Exercise prompt: Change "point localization" to "center point detection" wherever it occurs in the rows below, and write the rows out again with nothing else altered.

-- START Entries provided --

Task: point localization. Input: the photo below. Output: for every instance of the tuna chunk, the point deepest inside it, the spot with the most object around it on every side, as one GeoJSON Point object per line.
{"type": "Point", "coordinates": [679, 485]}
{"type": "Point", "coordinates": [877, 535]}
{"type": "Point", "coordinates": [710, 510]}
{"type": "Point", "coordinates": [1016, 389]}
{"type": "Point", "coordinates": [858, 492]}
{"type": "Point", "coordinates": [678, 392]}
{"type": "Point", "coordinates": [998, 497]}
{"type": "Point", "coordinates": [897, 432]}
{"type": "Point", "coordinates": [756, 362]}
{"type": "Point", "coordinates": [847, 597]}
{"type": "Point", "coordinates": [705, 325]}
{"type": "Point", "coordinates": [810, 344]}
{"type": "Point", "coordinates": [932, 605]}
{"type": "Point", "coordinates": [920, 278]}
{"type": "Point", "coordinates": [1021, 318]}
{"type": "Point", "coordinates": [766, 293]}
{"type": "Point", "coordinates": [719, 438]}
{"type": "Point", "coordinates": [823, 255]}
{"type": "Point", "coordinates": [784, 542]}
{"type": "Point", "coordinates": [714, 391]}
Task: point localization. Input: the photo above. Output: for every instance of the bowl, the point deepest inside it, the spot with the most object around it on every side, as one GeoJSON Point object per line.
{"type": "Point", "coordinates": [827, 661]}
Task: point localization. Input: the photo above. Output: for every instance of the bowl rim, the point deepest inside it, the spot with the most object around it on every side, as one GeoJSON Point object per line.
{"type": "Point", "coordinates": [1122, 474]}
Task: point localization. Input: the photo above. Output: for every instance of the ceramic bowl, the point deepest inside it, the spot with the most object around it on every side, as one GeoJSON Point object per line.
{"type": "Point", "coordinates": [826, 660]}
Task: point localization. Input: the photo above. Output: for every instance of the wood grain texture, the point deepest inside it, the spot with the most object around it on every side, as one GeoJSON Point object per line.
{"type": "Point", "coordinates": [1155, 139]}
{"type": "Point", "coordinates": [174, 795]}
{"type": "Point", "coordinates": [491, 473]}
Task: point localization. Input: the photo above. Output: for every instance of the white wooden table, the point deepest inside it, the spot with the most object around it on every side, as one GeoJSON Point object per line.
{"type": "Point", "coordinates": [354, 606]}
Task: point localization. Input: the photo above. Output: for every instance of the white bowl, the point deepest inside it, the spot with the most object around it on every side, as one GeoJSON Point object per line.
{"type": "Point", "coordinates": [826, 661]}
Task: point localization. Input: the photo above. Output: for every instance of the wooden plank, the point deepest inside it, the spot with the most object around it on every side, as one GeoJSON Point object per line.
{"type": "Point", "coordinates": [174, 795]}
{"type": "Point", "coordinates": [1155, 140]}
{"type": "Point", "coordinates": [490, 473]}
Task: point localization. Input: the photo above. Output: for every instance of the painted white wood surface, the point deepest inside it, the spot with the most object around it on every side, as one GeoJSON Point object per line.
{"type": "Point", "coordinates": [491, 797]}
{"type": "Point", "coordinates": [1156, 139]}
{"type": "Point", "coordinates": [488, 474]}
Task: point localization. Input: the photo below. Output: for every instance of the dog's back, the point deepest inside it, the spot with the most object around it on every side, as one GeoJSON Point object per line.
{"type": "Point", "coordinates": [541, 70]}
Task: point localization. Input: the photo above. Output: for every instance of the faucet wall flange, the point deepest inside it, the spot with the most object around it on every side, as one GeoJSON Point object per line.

-- END Entries provided --

Output below:
Task: center point detection. Input: the photo below. Output: for every instance of the tuna chunk, the point deepest inside it, the spot with the most object around it on every side, as one GeoJSON Point object per line.
{"type": "Point", "coordinates": [679, 485]}
{"type": "Point", "coordinates": [877, 535]}
{"type": "Point", "coordinates": [710, 510]}
{"type": "Point", "coordinates": [1016, 389]}
{"type": "Point", "coordinates": [858, 492]}
{"type": "Point", "coordinates": [678, 392]}
{"type": "Point", "coordinates": [998, 497]}
{"type": "Point", "coordinates": [897, 432]}
{"type": "Point", "coordinates": [756, 362]}
{"type": "Point", "coordinates": [847, 597]}
{"type": "Point", "coordinates": [705, 325]}
{"type": "Point", "coordinates": [810, 344]}
{"type": "Point", "coordinates": [932, 605]}
{"type": "Point", "coordinates": [920, 278]}
{"type": "Point", "coordinates": [1021, 318]}
{"type": "Point", "coordinates": [766, 293]}
{"type": "Point", "coordinates": [719, 438]}
{"type": "Point", "coordinates": [823, 255]}
{"type": "Point", "coordinates": [784, 542]}
{"type": "Point", "coordinates": [714, 391]}
Task: center point detection. Input: the photo above. Output: for every instance of the bowl, the point deepest inside it, the spot with the most object around it on every side, as one GeoJSON Point object per line.
{"type": "Point", "coordinates": [827, 661]}
Task: center point detection. Input: the photo above. Output: for every instance of the bowl rim, the point deepest inside it, the spot with the most object around it on every side, as one GeoJSON Point object per line.
{"type": "Point", "coordinates": [1122, 474]}
Task: center point detection. Input: the photo above. Output: for every instance of the ceramic bowl, the point deepest inside it, the spot with the most object around it on every side, as one GeoJSON Point object per line.
{"type": "Point", "coordinates": [826, 660]}
Task: center point detection. Input: the photo above. Output: for every instance of the wood grain texture, the point deepest inside it, the spot with the most object around it on every side, as one GeoJSON Point object per line.
{"type": "Point", "coordinates": [1155, 139]}
{"type": "Point", "coordinates": [174, 795]}
{"type": "Point", "coordinates": [491, 473]}
Task: center point detection. Input: the photo above. Output: for every instance of the white wooden table, the point deepest inside it, the spot with the most object around it on every side, as one GeoJSON Point object per line.
{"type": "Point", "coordinates": [354, 606]}
Task: center point detection. Input: the photo above. Output: for every instance of the white bowl, the point deepest inside it, the spot with the most object around it on every side, as one GeoJSON Point object per line.
{"type": "Point", "coordinates": [826, 661]}
Task: center point detection. Input: the photo above. Output: for every instance of the wooden plank, the point deepest inside it, the spot with the most object around it on every side, as one GeoJSON Point object per line.
{"type": "Point", "coordinates": [174, 795]}
{"type": "Point", "coordinates": [1155, 140]}
{"type": "Point", "coordinates": [490, 473]}
Task: center point detection. Input: the photo above. Output: for every instance of the painted white wood surface, the point deepest inside it, the spot with the most object around it on every side, as one GeoJSON Point object per line.
{"type": "Point", "coordinates": [491, 797]}
{"type": "Point", "coordinates": [1156, 139]}
{"type": "Point", "coordinates": [488, 474]}
Task: center point detection. Input: the photo below. Output: for every instance of the dog's back, the point deepest inside it, the spot with the most object around it on every side, as one GeoJSON Point object per line.
{"type": "Point", "coordinates": [541, 70]}
Task: center point detection. Input: the photo above. Output: for every instance of the faucet wall flange, the point deepest inside it, the spot with the most object around it on every side, as one GeoJSON Point object per line.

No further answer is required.